● Provided text:
[start]
I wonder whether we have created an artificial distinction between evangelism and discipleship when Jesus’ invitation is to follow Him through life….. 

It is only of late that I’ve come to realise that I’ve had a very strong distinction-approach to evangelism and discipleship (sometimes the distinction does exist and sometimes the lines are blurred). Over time we’ve come to realise that Jesus did not seem to take that approach and discipleship and evangelism took place at the same time. This is so true in our context of ministry to children from other faiths where they are not allowed to make a public declaration of their new-found faith until they are adults.

I wonder if we could – for example – recover the lost art of simply spending time with children – talking, laughing, exploring their tough questions together, being a witness to each other’s lives……. 

We’ve seen how spending time with boys in our Kids Club has helped them grow in their relationship with God. Two young men (now over 20 yrs of age) who joined us when they were just 13 are now believers, attending church, and grown to become good leaders in more ways than one.

If we took into account the variety of circumstances children find themselves in, I wonder what different shapes of ‘Christian community’ might emerge that would provide long-term discipling for children…..

Recently we’ve had to change the format of our Kids Club on Saturdays since the older kids were feeling a bit out of place and some even stopped attending – so we’ve started a youth group for both boys and girls 15 yrs and older and have found that a change in this format has resulted in them enjoying their time of learning together a lot more.

I wonder how partnering with others is changing the way you engage in mission with children in the church, your denomination, your organisation…..

I wonder what impossible dreams will become possible as we continue to put aside our differences and work together as the one body of Christ – for the sake of children….

One of the greatest lessons we’ve learnt over time is the beauty and necessity of partnership in ministry to children. At the moment the focus is on relational partnership at the leadership level where children’s ministry leaders from across the city come together for times of relationship building and fellowship, but the even newer initiative that has emerged is proving children’s ministry training for Sunday School Teachers by the combined effort of the Children’s Ministry Network. Further, the entire ownership of these training programmes is being taken by local churches in different pockets of the city, thereby minimising expenses on any one church or organisation and also increasing the effectiveness of the training programme. This has developed only since August this year and so far we’ve seen over 250 Sunday school teachers from over 50 churches in 4 different localities in the city trained. We hope to share this model across the country through the National Children’s Network that has been set up to help facilitate the setting up of Children’s Ministry Networks in every city, town and village in India.

This partnership had its roots in the fact that the task of reaching and discipling the children of our nation is so huge that there’s no way any church or organisation could do it alone. Furthermore, we realised that we as the body of Christ and He is building His church and His Kingdom and the only way this can happen is if we decide to work together in real love and unity.
[end]
● Records for processing:
[start]
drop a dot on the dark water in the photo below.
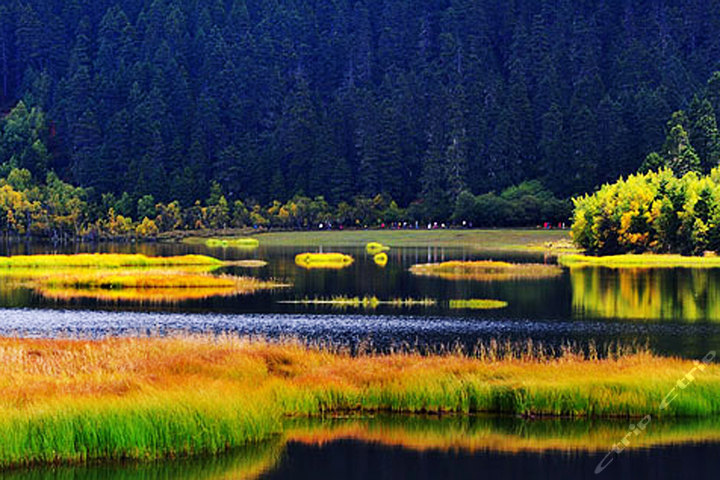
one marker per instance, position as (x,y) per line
(674,311)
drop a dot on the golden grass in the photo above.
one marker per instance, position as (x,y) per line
(323,260)
(105,260)
(135,278)
(380,259)
(77,400)
(374,248)
(477,304)
(363,302)
(485,270)
(244,242)
(640,261)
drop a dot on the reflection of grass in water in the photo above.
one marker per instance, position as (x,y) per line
(645,294)
(640,261)
(477,304)
(412,432)
(104,260)
(363,302)
(500,239)
(246,462)
(497,434)
(323,260)
(73,400)
(485,270)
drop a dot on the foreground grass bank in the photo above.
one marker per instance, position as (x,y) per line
(118,398)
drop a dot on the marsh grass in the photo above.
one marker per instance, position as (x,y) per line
(368,302)
(477,304)
(640,261)
(135,278)
(485,270)
(380,259)
(323,260)
(375,248)
(244,242)
(104,260)
(146,398)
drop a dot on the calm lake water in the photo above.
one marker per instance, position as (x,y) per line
(674,311)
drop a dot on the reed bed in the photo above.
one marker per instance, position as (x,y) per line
(323,260)
(640,261)
(364,302)
(244,242)
(477,304)
(485,270)
(144,398)
(105,260)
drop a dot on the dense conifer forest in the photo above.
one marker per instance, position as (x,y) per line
(411,107)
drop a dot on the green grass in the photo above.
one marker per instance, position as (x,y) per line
(150,398)
(477,304)
(105,260)
(496,240)
(640,261)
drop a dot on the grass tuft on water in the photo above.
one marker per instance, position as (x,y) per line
(364,302)
(374,248)
(147,398)
(244,242)
(323,260)
(485,270)
(477,304)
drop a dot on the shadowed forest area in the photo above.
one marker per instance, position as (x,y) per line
(143,102)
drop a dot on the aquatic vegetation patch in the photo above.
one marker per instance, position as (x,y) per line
(145,398)
(477,304)
(244,242)
(647,260)
(245,263)
(374,248)
(153,286)
(136,278)
(104,260)
(364,302)
(485,270)
(323,260)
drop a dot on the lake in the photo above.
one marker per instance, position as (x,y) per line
(674,311)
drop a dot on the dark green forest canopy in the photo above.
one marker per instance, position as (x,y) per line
(412,99)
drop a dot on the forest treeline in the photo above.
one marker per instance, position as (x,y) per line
(421,103)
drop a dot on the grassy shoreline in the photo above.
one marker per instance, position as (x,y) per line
(148,398)
(639,261)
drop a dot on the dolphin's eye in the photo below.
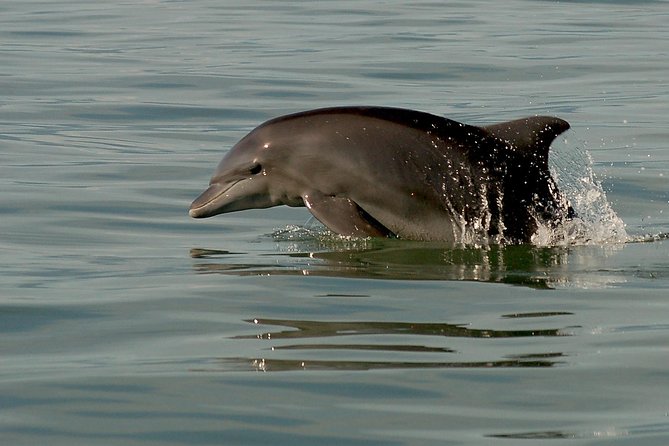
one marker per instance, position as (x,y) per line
(255,169)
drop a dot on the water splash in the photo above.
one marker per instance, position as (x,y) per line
(596,222)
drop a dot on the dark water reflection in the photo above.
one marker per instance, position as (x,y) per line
(526,265)
(394,355)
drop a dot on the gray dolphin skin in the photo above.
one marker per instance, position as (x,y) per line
(390,172)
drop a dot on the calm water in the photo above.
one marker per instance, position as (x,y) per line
(124,322)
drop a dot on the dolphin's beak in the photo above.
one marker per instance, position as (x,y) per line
(205,205)
(231,195)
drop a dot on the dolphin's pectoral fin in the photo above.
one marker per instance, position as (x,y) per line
(345,217)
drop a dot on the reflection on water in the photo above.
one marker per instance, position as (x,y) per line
(311,329)
(392,355)
(527,265)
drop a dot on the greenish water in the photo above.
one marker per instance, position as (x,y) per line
(124,322)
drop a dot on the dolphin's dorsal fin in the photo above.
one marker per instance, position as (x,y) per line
(531,136)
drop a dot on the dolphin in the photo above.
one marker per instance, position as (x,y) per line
(392,172)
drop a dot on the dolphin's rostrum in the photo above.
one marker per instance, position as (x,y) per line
(379,171)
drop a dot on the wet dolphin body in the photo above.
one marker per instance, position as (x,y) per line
(376,171)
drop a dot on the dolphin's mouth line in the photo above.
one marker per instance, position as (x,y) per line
(194,210)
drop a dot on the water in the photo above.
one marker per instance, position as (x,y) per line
(125,322)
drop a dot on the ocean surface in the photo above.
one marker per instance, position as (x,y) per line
(125,322)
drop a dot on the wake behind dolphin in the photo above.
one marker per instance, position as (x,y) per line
(390,172)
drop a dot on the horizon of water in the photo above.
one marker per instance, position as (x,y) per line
(125,322)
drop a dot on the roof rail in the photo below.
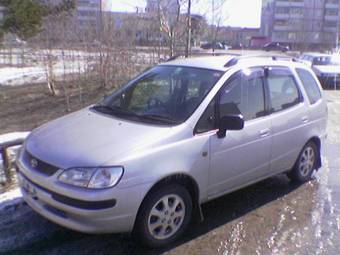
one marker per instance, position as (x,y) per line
(203,54)
(235,60)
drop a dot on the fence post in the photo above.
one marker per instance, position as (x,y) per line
(6,163)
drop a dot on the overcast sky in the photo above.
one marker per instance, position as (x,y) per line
(240,13)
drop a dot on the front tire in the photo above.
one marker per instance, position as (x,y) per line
(164,216)
(305,164)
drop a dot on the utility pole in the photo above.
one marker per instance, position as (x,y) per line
(188,44)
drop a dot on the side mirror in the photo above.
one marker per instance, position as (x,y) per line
(230,122)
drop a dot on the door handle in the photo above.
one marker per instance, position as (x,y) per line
(304,119)
(264,133)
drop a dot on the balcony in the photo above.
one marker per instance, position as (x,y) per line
(290,4)
(281,28)
(282,16)
(332,6)
(330,29)
(332,17)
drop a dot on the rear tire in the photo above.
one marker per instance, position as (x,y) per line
(163,216)
(305,164)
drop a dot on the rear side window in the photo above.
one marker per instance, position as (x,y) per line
(243,95)
(283,90)
(310,85)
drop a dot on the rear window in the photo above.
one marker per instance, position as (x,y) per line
(310,85)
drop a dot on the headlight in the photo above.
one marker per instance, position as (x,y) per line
(93,178)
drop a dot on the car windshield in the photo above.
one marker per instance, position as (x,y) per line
(165,94)
(325,61)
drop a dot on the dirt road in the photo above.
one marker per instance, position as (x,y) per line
(271,217)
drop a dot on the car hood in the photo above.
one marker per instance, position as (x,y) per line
(87,138)
(329,69)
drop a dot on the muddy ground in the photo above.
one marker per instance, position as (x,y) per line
(274,216)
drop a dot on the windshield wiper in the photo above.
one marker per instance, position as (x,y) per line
(159,118)
(117,111)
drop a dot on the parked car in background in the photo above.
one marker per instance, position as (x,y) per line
(325,66)
(216,46)
(274,46)
(187,131)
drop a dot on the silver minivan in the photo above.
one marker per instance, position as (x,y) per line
(187,131)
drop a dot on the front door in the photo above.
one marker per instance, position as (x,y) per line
(242,156)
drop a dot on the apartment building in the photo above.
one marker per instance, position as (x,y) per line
(306,23)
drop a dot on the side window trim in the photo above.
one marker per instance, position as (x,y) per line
(290,73)
(303,85)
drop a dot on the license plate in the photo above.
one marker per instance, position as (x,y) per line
(28,188)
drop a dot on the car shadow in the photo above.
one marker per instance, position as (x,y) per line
(228,208)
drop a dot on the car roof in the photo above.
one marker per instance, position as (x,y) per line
(224,63)
(211,62)
(313,54)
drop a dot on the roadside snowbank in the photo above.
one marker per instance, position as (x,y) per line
(16,76)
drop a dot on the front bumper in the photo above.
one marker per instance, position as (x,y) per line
(102,215)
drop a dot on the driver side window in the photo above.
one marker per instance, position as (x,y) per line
(159,89)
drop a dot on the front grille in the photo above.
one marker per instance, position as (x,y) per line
(39,165)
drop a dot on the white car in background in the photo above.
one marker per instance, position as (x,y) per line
(325,66)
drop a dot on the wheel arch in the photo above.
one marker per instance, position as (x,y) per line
(187,182)
(317,141)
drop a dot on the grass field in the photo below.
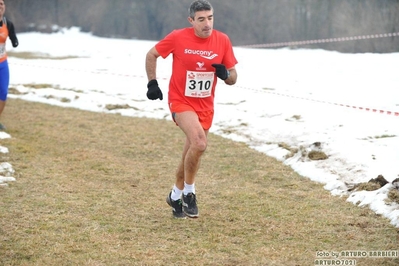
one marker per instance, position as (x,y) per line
(90,190)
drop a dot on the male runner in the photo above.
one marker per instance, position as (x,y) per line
(200,56)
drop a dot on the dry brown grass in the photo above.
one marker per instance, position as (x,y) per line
(91,190)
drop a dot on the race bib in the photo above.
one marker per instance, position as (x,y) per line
(199,84)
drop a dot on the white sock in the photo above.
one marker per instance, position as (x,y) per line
(188,188)
(176,193)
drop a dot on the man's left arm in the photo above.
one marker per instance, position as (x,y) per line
(232,78)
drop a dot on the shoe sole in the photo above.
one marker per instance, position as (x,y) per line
(193,216)
(189,214)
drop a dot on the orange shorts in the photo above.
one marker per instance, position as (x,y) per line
(205,117)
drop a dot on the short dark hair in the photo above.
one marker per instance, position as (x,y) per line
(199,5)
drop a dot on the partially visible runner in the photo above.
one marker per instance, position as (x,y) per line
(6,30)
(200,56)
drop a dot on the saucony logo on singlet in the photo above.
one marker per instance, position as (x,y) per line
(205,54)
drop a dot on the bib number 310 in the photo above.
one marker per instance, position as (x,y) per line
(199,84)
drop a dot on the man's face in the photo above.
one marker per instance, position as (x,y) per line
(202,23)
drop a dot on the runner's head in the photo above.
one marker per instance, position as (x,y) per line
(201,18)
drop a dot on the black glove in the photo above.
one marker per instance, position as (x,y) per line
(221,71)
(154,92)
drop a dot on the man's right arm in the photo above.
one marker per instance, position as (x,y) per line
(151,63)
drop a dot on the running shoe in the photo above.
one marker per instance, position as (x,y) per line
[end]
● Directions:
1. Can you retype the part of the children's ministry reflection starting with "If we took into" and going on through "discipling for children…..", word for word?
2. Which rows contain the string "dark"? Copy each of them in full, and treat the match as case-sensitive.

● Results by task:
1.
If we took into account the variety of circumstances children find themselves in, I wonder what different shapes of ‘Christian community’ might emerge that would provide long-term discipling for children…..

2.
drop a dot on the dark water in the photo below.
drop a dot on the dark green forest canopy in the photo above.
drop a dot on the dark water reflection in the photo above.
drop a dot on the short dark hair in the photo above.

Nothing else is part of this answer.